- SHORT TASK -
Count how many lines in the items below contain the string "mickey", treating uppercase and lowercase letters as different. Give only the number.

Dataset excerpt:

####

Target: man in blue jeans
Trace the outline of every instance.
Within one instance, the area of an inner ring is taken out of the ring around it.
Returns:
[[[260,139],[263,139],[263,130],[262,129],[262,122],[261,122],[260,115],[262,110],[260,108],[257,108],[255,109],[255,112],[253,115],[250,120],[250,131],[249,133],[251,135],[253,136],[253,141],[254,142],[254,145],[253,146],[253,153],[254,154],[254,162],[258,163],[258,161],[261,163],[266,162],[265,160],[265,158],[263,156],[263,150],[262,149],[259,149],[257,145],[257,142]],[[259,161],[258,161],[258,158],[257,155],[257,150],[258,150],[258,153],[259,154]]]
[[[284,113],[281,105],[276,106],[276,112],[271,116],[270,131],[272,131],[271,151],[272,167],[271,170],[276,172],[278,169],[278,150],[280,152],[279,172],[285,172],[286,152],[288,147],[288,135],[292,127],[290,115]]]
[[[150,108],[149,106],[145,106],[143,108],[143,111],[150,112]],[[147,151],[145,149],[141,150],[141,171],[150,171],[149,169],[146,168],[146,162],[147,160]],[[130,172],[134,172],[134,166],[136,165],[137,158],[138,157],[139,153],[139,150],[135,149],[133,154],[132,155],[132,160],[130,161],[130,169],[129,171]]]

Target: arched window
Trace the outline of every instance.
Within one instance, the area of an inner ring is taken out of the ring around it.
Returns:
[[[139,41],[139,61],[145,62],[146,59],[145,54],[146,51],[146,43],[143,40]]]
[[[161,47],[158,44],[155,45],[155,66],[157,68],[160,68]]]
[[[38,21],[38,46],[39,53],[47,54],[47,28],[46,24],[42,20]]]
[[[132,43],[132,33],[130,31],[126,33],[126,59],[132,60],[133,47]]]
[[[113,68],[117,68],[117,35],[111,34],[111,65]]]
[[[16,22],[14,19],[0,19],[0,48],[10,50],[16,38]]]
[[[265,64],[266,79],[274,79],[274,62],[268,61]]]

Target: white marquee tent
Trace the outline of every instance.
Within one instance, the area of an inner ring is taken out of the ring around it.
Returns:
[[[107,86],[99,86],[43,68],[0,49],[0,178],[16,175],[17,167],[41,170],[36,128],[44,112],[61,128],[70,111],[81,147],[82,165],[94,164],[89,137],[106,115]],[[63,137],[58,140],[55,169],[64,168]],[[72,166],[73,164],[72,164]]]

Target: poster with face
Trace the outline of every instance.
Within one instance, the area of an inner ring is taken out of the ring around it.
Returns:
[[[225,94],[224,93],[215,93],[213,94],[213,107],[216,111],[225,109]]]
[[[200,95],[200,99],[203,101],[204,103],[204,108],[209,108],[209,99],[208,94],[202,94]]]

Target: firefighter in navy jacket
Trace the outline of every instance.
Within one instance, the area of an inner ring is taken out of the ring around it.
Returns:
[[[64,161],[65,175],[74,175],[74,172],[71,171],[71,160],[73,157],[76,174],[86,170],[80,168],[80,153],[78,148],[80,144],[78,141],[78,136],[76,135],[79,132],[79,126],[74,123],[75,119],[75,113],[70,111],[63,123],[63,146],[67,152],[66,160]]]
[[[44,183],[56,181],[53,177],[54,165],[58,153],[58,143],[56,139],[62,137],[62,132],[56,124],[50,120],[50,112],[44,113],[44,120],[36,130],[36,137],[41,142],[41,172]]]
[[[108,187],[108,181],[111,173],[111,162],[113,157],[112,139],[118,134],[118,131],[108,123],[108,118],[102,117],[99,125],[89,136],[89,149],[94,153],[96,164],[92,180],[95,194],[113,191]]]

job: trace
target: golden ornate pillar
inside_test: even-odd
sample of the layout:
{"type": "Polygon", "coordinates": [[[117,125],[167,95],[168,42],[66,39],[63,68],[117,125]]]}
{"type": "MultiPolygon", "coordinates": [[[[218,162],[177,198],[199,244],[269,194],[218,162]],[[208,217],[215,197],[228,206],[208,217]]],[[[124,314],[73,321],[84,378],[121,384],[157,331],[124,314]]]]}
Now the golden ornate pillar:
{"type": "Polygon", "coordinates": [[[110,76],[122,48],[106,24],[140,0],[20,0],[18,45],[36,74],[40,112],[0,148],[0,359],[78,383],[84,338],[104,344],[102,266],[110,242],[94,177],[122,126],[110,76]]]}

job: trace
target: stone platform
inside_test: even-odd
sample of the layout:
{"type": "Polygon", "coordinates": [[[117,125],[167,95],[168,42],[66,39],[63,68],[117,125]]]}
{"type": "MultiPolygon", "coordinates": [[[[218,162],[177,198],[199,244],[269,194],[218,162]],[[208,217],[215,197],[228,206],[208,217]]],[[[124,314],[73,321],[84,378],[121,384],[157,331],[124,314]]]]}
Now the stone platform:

####

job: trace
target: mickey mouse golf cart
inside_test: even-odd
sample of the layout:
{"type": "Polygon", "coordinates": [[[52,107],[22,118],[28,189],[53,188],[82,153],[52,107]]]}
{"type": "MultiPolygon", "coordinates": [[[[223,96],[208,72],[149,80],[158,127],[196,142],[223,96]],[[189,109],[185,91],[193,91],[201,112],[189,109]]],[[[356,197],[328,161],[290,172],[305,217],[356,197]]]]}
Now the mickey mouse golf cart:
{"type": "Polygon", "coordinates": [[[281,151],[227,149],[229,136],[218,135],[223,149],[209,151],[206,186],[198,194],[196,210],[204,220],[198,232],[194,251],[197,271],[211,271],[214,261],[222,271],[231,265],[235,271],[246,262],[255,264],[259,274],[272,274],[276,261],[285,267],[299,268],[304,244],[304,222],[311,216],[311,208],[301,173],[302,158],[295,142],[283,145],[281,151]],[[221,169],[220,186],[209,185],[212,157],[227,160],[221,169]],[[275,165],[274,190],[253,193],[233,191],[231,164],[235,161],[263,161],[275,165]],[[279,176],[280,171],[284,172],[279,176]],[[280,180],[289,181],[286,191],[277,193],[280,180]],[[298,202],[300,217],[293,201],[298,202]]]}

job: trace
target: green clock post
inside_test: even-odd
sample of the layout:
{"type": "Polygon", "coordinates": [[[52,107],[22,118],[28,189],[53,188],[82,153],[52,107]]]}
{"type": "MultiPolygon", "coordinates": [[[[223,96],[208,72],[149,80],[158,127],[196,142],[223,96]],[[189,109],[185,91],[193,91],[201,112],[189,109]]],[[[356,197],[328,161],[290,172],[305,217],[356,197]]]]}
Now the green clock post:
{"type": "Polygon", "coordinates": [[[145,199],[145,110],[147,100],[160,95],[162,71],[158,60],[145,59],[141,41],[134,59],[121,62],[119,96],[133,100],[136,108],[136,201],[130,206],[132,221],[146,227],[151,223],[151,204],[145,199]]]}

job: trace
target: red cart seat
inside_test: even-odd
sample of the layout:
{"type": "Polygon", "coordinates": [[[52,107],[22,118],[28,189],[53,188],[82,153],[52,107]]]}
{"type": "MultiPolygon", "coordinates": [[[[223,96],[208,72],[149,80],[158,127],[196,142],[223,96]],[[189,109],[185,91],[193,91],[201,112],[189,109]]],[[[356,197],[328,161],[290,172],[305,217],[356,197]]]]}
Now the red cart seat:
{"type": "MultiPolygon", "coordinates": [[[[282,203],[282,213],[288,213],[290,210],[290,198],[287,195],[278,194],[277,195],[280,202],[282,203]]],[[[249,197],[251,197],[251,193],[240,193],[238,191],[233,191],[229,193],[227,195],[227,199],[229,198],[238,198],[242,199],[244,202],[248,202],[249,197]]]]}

####

- OUTPUT FOR THIS TASK -
2